**Exercises**
1. Decide whether each statement below agrees with the essay on patents. Answer yes or no for (a), (b), and (c), and quote the words of the essay that decide each one.
(a) The essay estimates that litigation costs made up 14% of total R&D spending in the 1990s.
(b) The essay cites evidence that stronger patent legislation has coincided with increases in R&D spending.
(c) The essay presents the pharmaceutical industry as producing goods that are expensive to mass produce.
2. According to the essay on patents, why do large companies purchase patents?
3. Carry on the essay on patents, beginning right after its final sentence.

===== Extracted text =====

Patently wrong: why patents do not encourage innovation

Patents are government enforced monopolies on ideas. They are supposed to reward and encourage innovation by granting innovators exclusive rights to exploit their idea while the patent lasts. At the same time, as patents requires ideas to be publicised, supposedly allowing others to build upon them means the system should advance innovation. The appeal is obvious and the utility of a patent system is generally accepted. Why would you spend resources on R&D if others could just wait for you to finish and then copy your result? The pharmaceutical industry is often highlighted as an example where large research programmes yield products that are cheap to mass produce and easily copied: without patents, the argument goes, investing in pharmaceutical research would be bad business.

It is however puzzling that there seems to exist no evidence to suggest that the massive increase in and strength of patent legislation over the years have coincided with increases in R&D spending or technological progress. So, while the case for patents sounds intuitively reasonable, it is however far from clear that the patent system is in any way beneficial to innovation.

The main reason is that though patents do seem to reward research and the mandatory publication of ideas arguably does promote innovation, by restricting the actual use of new knowledge, cross-fertilisation of ideas is greatly reduced. Building upon someone else’s idea may require paying a license fee or hiring an army of lawyers. Patents law has become a jungle navigated by specialised lawyers, who use the law to protect incumbents from competition. Patents are routinely bought with no other purpose than holding on until someone else comes up with a way of exploiting it, then charging them for the right to do so. Large companies purchase patents as part of an arms race to defend against potential lawsuits from competitors, not because they have any need for the actual technology. Litigation costs has been estimated to have made up 14% of total R&D spending in the 1990s.

===== Extracted records =====

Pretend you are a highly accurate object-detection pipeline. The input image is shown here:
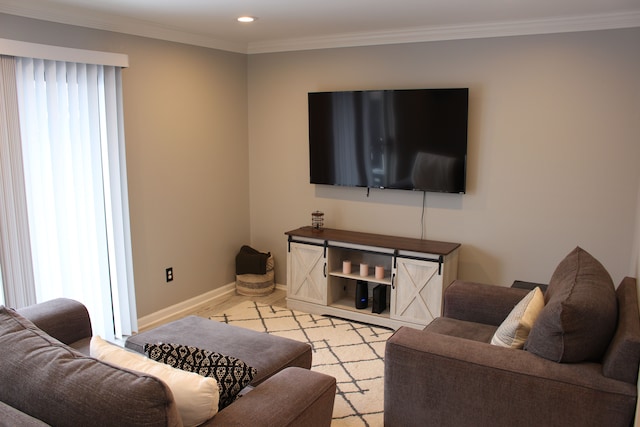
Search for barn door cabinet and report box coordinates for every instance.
[285,227,460,329]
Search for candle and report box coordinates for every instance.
[360,264,369,277]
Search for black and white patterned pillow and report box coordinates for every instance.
[144,343,258,410]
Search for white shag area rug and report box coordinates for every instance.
[211,301,393,427]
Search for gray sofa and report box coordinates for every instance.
[384,247,640,427]
[0,299,336,426]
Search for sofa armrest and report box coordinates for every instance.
[204,367,336,427]
[17,298,92,345]
[384,327,637,427]
[443,280,529,326]
[0,401,48,427]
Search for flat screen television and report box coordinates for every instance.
[308,88,469,193]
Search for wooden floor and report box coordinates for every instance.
[186,289,287,317]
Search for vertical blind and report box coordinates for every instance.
[5,58,137,338]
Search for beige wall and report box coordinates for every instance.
[0,14,640,316]
[249,29,640,285]
[0,14,250,316]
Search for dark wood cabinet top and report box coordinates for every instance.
[284,226,460,255]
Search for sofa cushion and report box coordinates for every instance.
[602,277,640,384]
[144,343,257,410]
[125,316,312,386]
[525,247,618,363]
[491,287,544,349]
[91,336,219,427]
[0,306,181,426]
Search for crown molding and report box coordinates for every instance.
[0,0,247,53]
[247,11,640,54]
[0,0,640,54]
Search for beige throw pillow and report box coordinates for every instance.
[90,336,220,427]
[491,288,544,348]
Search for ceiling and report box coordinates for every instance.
[0,0,640,53]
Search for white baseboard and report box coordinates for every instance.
[138,282,287,331]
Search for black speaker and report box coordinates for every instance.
[356,280,369,309]
[371,285,387,314]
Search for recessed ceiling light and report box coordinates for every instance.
[238,16,258,22]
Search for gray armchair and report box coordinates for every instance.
[384,247,640,427]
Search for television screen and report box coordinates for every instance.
[309,88,469,193]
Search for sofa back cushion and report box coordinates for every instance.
[602,277,640,384]
[525,247,618,363]
[0,306,181,426]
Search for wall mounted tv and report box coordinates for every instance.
[308,88,469,193]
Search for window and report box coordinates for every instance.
[4,54,137,339]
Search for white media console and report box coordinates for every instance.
[285,227,460,329]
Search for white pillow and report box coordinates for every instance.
[90,336,220,427]
[491,287,544,348]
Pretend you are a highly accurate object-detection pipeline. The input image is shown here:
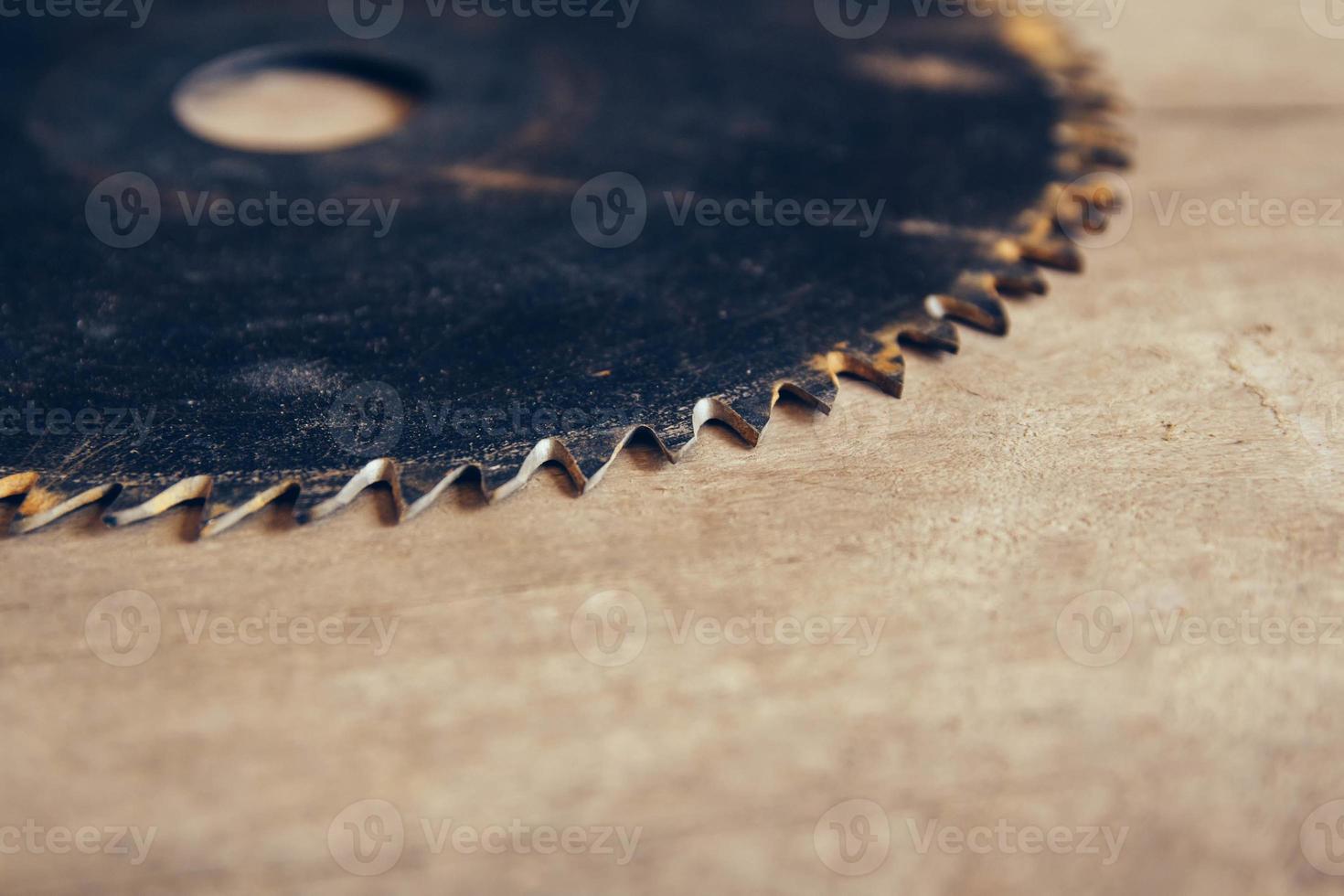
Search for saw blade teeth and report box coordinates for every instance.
[896,312,961,355]
[9,478,121,535]
[932,274,1008,336]
[102,475,214,525]
[200,480,300,539]
[294,457,406,524]
[683,398,761,450]
[0,470,39,500]
[402,464,480,521]
[1020,237,1083,274]
[993,264,1050,295]
[826,347,906,400]
[772,363,838,414]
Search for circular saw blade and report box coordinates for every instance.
[0,0,1124,533]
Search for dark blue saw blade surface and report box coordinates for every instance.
[0,0,1096,526]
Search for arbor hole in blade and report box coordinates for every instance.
[172,47,427,153]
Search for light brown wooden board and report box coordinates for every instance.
[0,0,1344,896]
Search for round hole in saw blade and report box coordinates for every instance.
[172,47,423,153]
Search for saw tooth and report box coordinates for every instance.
[929,274,1008,336]
[102,475,214,525]
[5,477,121,535]
[1019,237,1083,274]
[0,472,37,500]
[772,360,840,414]
[993,264,1050,295]
[826,346,906,400]
[294,457,406,524]
[683,398,769,450]
[483,438,587,504]
[200,480,300,539]
[402,464,478,520]
[894,315,961,355]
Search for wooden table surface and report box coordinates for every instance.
[0,0,1344,896]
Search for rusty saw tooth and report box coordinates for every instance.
[102,475,214,525]
[0,473,121,535]
[826,347,906,400]
[929,274,1008,336]
[0,0,1132,538]
[294,457,406,524]
[993,264,1050,295]
[0,470,39,500]
[879,316,961,355]
[200,480,300,539]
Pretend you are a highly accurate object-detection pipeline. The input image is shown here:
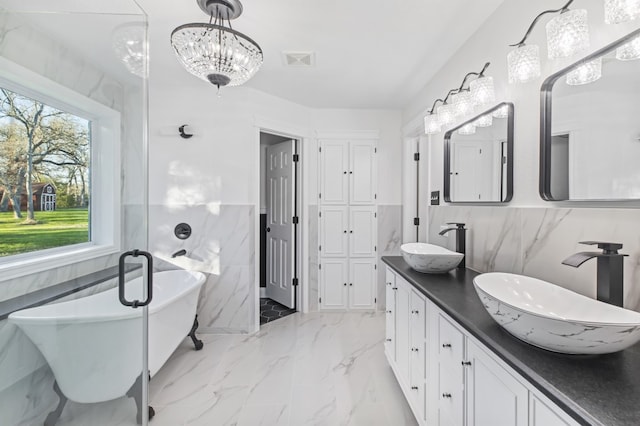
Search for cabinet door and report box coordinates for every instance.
[349,206,378,257]
[464,341,528,426]
[349,141,377,204]
[384,268,396,362]
[438,315,462,426]
[320,258,349,309]
[395,276,411,385]
[320,206,349,257]
[349,258,376,310]
[529,392,578,426]
[409,289,427,420]
[319,141,350,204]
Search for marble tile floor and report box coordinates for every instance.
[52,313,416,426]
[260,297,296,325]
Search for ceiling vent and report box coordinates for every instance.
[282,52,316,68]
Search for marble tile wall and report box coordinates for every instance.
[149,204,257,333]
[428,206,640,311]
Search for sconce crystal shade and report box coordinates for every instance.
[469,77,496,105]
[424,114,441,135]
[491,105,509,118]
[567,58,602,86]
[458,123,476,135]
[451,90,473,117]
[436,104,456,126]
[616,37,640,61]
[604,0,640,24]
[507,44,540,83]
[547,9,589,59]
[473,111,493,127]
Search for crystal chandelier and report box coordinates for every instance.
[604,0,640,24]
[171,0,263,89]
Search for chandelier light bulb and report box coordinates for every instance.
[604,0,640,24]
[507,44,540,83]
[436,104,456,127]
[451,90,473,117]
[566,58,602,86]
[469,76,496,105]
[546,9,589,59]
[616,37,640,61]
[424,113,441,135]
[458,123,476,135]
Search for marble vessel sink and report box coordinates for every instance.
[473,272,640,354]
[400,243,464,274]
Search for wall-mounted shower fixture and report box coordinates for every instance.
[178,124,193,139]
[173,223,191,240]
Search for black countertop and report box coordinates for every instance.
[382,256,640,426]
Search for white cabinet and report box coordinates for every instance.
[349,206,378,257]
[349,141,377,204]
[318,139,378,310]
[320,258,349,309]
[349,259,376,310]
[320,141,350,205]
[385,268,577,426]
[319,206,349,257]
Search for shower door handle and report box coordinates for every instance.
[118,249,153,309]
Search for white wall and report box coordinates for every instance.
[403,0,638,207]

=====

**Task-by-task answers**
1.
(a) Yes: "Litigation costs has been estimated to have made up 14% of total R&D spending in the 1990s."
(b) No: "there seems to exist no evidence to suggest that the massive increase in and strength of patent legislation over the years have coincided with increases in R&D spending or technological progress"
(c) No: "large research programmes yield products that are cheap to mass produce and easily copied"

2. They buy them as part of an arms race to defend against potential lawsuits from competitors, not because they need the actual technology.

3.
Also, while the idea of securing a patent seems alluring, it is not clear that the availability of patenting actually influences the behaviour of innovators. Michele Boldrin and David Levine from the Federal Reserve Bank of St. Louis published a paper in 2012 entitled ‘The Case Against Patents’. In the introduction, it reads: ‘There is no empirical evidence that [patents] serve to increase innovation and productivity, unless the latter is identified with the number of patents awarded – which, as evidence shows, has no correlation with measured productivity.’

Even in pharmaceuticals, empirical evidence shows no support for the benefit of patents. Before the introduction of patent law in Germany in 1967, German drugs companies produced more new drugs than British ones, who enjoyed patent protection at the time. Similarly, Italian drugs producers contributed a larger share of global new medicines before than after patent law was introduced in 1978. And what about costs? Companies protected by patents enjoy enhanced pricing power. A study form 2005 estimated the cost of patents to US health care to be as high as three quarters of the total prescription drugs bill.

There is no case then, that patents are instrumental in promoting research. On the contrary, evidence suggests a patent system may indeed retard innovation. In any case, the system is cumbersome, expensive to maintain and opens up for lobbying and rent-seeking. Government granted monopolies leave companies free to overcharge for the duration of the patent.

The evidence supports what we already knew: markets work best if left free from intervention from government. The market for research and development is no different.